#### [QUOTED PASSAGE]
The correspondence is part of a report by U.S. law firm Davis Polk & Wardwell, under the direction of Shell's audit committee. The two men "were alert to the difference between the information concerning reserves that had been transmitted to the public … and the information known to some members of management," according to an excerpt of the report released by the company.

 

Shell has ousted the CFO and plans to speed up its corporate governance review. That's good news. But the oil giant really needs a more thorough-going reform of its dual-headed introverted culture if it is to close the valuation gap with the likes of BP.

 

The reserves downgrade announced Monday brings Shell's total reserves cuts to 4.35 billion barrels of oil equivalent, or about 22% of the company's previously stated holdings as of the end of 2002. Shell -- the world's third-largest publicly traded oil company by market capitalization -- said it will also reduce the amount of reserves that it had originally planned to book in 2003 by about a half billion barrels of oil equivalent.

 

The final balances for Shell's 2002 and 2003 reserves tally will be 15 billion barrels and 14.5 billion barrels of oil equivalent, respectively. The latest revisions bring the company's reserve replacement ratio for 2003 to around 60% and its reserve life at the end of 2003 to 10.2 years, the company said.

 

Ms. Boynton will remain a Shell employee as an adviser to Jeroen van der Veer, Shell's chairman, the company said. Tim Morrison, Shell's controller, will assume duties as acting chief financial officer with immediate effect.

#### [TASKS AND EXERCISES]
1/ Name every person the Shell reserves article identifies by name.
2/ According to the Shell reserves article, what share of Shell's previously stated holdings as of the end of 2002 do its total reserves cuts represent?
3/ Translate this sentence from the Shell reserves article into Spanish: "Tim Morrison, Shell's controller, will assume duties as acting chief financial officer with immediate effect."

#### [INFORMATION GIVEN]
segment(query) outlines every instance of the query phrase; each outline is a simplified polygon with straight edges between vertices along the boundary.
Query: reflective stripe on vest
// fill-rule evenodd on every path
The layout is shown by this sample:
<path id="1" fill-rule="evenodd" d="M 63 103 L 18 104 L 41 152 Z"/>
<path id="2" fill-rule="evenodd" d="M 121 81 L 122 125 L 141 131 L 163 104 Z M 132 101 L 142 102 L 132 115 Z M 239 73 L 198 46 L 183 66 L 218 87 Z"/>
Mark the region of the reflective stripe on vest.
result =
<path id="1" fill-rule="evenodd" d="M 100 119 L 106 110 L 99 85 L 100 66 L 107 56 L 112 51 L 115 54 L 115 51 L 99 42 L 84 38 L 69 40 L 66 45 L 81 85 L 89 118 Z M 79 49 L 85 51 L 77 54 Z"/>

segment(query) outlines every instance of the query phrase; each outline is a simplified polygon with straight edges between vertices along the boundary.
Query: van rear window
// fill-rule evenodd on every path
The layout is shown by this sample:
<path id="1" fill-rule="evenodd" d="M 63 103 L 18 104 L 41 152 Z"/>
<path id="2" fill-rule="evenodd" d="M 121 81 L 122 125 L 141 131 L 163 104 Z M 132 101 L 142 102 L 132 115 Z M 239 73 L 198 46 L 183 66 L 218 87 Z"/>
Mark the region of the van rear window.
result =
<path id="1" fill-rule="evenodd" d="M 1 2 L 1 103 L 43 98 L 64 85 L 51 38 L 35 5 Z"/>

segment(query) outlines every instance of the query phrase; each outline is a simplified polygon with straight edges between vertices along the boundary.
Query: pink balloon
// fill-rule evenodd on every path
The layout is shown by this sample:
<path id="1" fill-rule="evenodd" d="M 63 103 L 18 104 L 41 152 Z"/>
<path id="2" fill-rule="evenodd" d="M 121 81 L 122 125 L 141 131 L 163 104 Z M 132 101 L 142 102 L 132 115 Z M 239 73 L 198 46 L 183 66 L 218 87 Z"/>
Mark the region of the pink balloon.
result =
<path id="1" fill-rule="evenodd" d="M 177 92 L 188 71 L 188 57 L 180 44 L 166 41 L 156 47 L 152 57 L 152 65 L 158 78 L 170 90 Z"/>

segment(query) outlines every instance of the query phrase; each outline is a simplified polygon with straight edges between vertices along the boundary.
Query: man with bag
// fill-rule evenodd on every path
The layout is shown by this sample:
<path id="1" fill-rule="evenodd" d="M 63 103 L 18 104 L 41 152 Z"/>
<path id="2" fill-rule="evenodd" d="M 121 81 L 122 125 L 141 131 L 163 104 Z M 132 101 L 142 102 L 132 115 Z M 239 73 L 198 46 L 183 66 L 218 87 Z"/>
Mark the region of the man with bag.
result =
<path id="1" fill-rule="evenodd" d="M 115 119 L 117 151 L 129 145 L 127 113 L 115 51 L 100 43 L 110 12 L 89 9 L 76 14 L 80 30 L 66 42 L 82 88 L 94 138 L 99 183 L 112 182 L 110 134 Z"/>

#### [ANSWERS FOR THE EXERCISE]
1/ Ms. Boynton, Jeroen van der Veer, Tim Morrison

2/ About 22%.

3/ Tim Morrison, contralor de Shell, asumirá las funciones de director financiero interino con efecto inmediato.